[Data entries]
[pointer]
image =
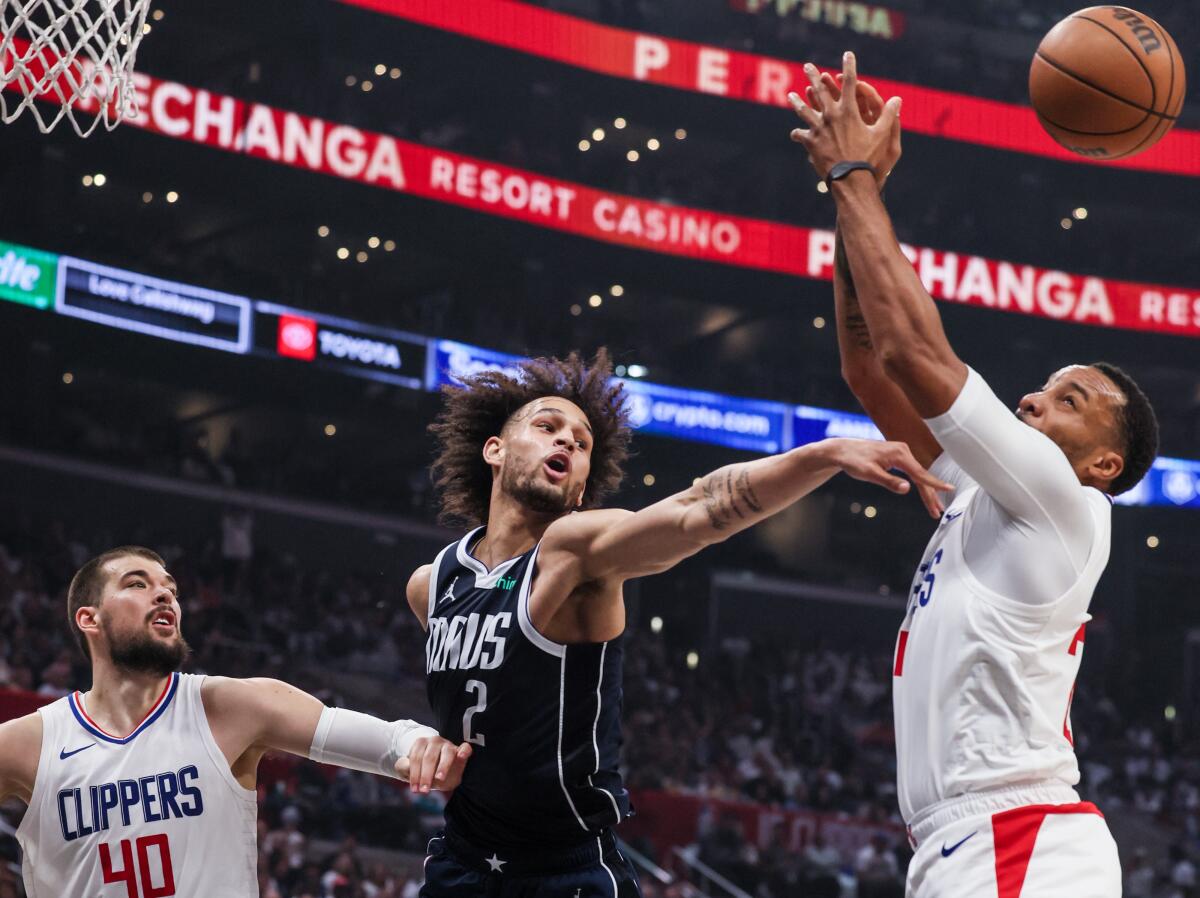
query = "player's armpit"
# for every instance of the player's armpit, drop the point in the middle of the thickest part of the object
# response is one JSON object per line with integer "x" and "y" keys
{"x": 21, "y": 746}
{"x": 418, "y": 592}
{"x": 259, "y": 712}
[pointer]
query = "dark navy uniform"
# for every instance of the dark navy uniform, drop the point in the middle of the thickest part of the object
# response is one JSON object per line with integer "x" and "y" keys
{"x": 541, "y": 788}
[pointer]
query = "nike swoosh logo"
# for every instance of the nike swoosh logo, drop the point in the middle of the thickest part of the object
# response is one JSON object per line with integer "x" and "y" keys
{"x": 948, "y": 851}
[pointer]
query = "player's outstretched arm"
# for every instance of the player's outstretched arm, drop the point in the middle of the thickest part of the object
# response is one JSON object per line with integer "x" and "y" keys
{"x": 619, "y": 545}
{"x": 21, "y": 744}
{"x": 269, "y": 714}
{"x": 862, "y": 370}
{"x": 905, "y": 325}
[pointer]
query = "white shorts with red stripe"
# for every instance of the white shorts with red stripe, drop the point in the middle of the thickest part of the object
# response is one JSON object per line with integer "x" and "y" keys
{"x": 1023, "y": 842}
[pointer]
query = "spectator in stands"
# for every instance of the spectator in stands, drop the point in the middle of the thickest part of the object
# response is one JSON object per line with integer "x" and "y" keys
{"x": 879, "y": 876}
{"x": 822, "y": 863}
{"x": 1183, "y": 873}
{"x": 1139, "y": 876}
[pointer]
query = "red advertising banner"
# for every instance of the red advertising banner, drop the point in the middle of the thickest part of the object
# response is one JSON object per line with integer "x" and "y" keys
{"x": 759, "y": 79}
{"x": 313, "y": 144}
{"x": 370, "y": 157}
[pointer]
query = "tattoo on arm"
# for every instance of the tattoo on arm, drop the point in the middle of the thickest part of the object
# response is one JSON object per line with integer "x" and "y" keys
{"x": 856, "y": 324}
{"x": 745, "y": 491}
{"x": 723, "y": 495}
{"x": 729, "y": 492}
{"x": 715, "y": 507}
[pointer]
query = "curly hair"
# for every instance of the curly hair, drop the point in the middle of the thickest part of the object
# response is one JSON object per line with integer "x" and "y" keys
{"x": 484, "y": 405}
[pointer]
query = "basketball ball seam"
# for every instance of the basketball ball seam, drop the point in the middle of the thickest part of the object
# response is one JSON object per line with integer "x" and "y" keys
{"x": 1063, "y": 69}
{"x": 1090, "y": 133}
{"x": 1153, "y": 85}
{"x": 1152, "y": 137}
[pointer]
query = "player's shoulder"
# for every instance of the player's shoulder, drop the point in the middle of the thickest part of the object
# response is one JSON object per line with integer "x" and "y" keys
{"x": 574, "y": 531}
{"x": 238, "y": 695}
{"x": 21, "y": 732}
{"x": 418, "y": 591}
{"x": 21, "y": 747}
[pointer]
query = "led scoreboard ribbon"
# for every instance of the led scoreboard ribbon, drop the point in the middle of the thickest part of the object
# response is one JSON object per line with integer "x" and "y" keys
{"x": 385, "y": 162}
{"x": 717, "y": 71}
{"x": 189, "y": 313}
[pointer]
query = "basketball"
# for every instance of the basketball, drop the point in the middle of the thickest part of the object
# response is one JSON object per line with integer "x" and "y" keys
{"x": 1107, "y": 82}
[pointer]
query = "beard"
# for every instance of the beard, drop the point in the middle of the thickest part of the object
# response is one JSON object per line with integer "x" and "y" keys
{"x": 143, "y": 653}
{"x": 535, "y": 495}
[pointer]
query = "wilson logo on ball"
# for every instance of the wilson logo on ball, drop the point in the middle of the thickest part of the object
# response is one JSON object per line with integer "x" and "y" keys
{"x": 297, "y": 337}
{"x": 1144, "y": 33}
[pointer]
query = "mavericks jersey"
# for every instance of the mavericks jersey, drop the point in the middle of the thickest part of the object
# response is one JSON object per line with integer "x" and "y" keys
{"x": 154, "y": 814}
{"x": 544, "y": 718}
{"x": 983, "y": 682}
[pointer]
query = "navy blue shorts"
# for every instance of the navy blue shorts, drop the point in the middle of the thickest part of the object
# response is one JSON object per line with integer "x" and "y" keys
{"x": 456, "y": 868}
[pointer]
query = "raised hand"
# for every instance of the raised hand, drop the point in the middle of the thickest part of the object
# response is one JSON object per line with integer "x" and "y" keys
{"x": 876, "y": 462}
{"x": 841, "y": 131}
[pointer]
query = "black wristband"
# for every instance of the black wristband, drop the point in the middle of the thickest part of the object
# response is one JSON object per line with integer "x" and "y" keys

#### [What to produce]
Work out how many lines in the records include "black". Only the number should be given.

#### [Task answer]
2